As a mum, one of your most important responsibilities, and one of the hardest to accept, is to prepare your child to get along without you. There will come a day when they move out of the house to go to university, or get their first job, and rent their first flat. Though you’ll always be there to offer advice, and help them if they need it, it’s very important that your child grow into a free-thinking, independent individual, who can not only survive on their own in the world, but thrive.

One of the most important elements your child will need to succeed is a keen mind that can adapt to many situations. Critical thinking, problem-solving and decision-making are all indispensable skills that everybody needs to get through life. Often, we as parents rely on our child’s schooling to teach them everything they need to know, from an academic standpoint at least.

But if you really want your little one to thrive, and develop the skills they won’t find in a textbook, you need to take your own steps to help your child advance. Following are five ways that you can help your child develop even faster, and ensure they’ve got the best chance to succeed later in life.

1. Foster an Appreciation of Reading

Notice, I didn’t say love. The fact is that there are many people out there, of all ages, who hate reading. There’s nothing wrong with that; we all have our own preferred methods to entertain ourselves and get information, but reading has to be a part of that. Multiple studies have shown that children who read develop faster, get better grades, and retain information better, than children who don’t.

Children who read also gain a host of other benefits, including the ability to analyze, interpret and conceptualize. All three will be indispensable skills when they reach adulthood: they’ll need to be analyze the world around them to understand what, exactly, they’re dealing with; interpret what implications those pieces of data and circumstances hold for both themselves and those they’re closest to; and conceptualize ways that they can either overcome setbacks or turn them to their advantage.

Start early by reading to your child, even before they start to speak or indeed toddle; it will help them to become familiar with your voice so they identify you as “mummy” earlier, help them develop their own speech faster, and can help them develop their brain capacity early on. You may not believe it because they’ll be drooling all over you while you try to read, but I promise it’s true!

> [Recorded data]
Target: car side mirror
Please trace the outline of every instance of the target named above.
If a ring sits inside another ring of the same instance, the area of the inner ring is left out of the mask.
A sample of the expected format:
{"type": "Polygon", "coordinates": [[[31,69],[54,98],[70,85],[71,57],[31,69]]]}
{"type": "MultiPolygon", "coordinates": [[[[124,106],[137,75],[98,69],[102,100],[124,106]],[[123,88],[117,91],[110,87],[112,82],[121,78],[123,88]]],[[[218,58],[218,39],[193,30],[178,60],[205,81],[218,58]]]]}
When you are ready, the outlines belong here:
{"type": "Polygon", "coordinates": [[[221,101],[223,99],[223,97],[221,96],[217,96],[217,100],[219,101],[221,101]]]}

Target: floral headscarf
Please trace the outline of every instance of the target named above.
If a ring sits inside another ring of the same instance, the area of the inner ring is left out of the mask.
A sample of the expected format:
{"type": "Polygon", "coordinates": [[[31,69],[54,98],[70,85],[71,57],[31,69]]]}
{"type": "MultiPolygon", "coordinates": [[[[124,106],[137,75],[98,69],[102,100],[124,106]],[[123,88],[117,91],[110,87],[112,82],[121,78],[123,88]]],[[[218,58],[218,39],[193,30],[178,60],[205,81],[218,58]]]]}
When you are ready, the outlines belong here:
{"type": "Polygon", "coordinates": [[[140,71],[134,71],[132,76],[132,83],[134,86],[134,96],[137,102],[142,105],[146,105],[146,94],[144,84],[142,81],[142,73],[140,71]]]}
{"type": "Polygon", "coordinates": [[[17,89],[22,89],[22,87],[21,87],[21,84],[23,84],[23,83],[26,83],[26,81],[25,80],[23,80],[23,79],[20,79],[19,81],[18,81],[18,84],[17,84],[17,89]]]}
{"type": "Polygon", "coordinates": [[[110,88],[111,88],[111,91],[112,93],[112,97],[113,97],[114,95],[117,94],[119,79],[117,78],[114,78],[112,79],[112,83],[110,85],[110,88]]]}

> [The tasks]
- a) Answer these questions using the article on helping a child develop:
(i) Which three skills does the article say everybody needs to get through life?
(ii) How many ways to help a child develop faster does the article promise to list?
(iii) Which three abilities does the article say children who read gain?
- b) Extend the article on helping a child develop faster, picking up after its final paragraph.

> [Task results]
- a)
(i) Critical thinking, problem-solving and decision-making.
(ii) Five.
(iii) The ability to analyze, interpret and conceptualize.

- b)
2. Introduce Them to Blogging

Mental health professionals the world over recommend keeping a journal as a way to help process emotions, record important events and realizations, and relieve stress. Today, more people turn to the digital realm to record their lives than pen and paper, and this can hold several unique advantages for your child.

Almost every business in the world does the majority of its business on a computer nowadays, and odds are, your child will have a job that will require them to have at least a basic understanding of computers. Through blogging, you child can not only get the same benefits they can through traditional writing, they’ll learn to use computers and the internet long before school or work requires that they do so.

They’ll improve their typing speed, learn how to conduct research online, and, yes, deal with bullies and trolls online. Sad as that last point is, the reality is that, sooner or later, your child will encounter these types of people, and need to know how to deal with them, or learn to ignore them.

Your child will also start to develop some basic communication and social skills through their connections with others. Of course, you will need to monitor their online use and make sure that what they’re being exposed to is appropriate.

All you need to get your child started blogging is a registered domain of their own and a basic website template.

3. Introduce Problem Solving Through Play

One of the most critical, and least developed, life skills anyone can have is problem-solving. No matter how smart you are, or how hard you work, or how much money you have, sooner or later, something will go wrong, and you’ll have to figure out how to fix it. You can help your child develop basic problem solving skills early on, in ways that make it fun and enjoyable for them!

Board games are a great tool to help foster problem solving for children, in a way that won’t feel like they’re being forced to learn something. Managing their money in Monopoly, narrowing their search area in Battleship, or pondering their next move in Chess will all help your child overcome the challenges in front of them. Board games will also help teach them to show respect their opponent, not be deterred by defeat, and enjoy, but remain humble in, their successes.

I know you want to limit your child’s TV time, and as a mum, you’re absolutely right to do so! But there will be times when your child wants to do something by themselves, and with a certain degree of privacy. This is perfectly natural in all children, and you as a parent need to respect that, but it doesn’t mean they can’t keep learning; video games can be a great outlet to give your child some privacy, while also allowing them to engage their minds in a positive manner.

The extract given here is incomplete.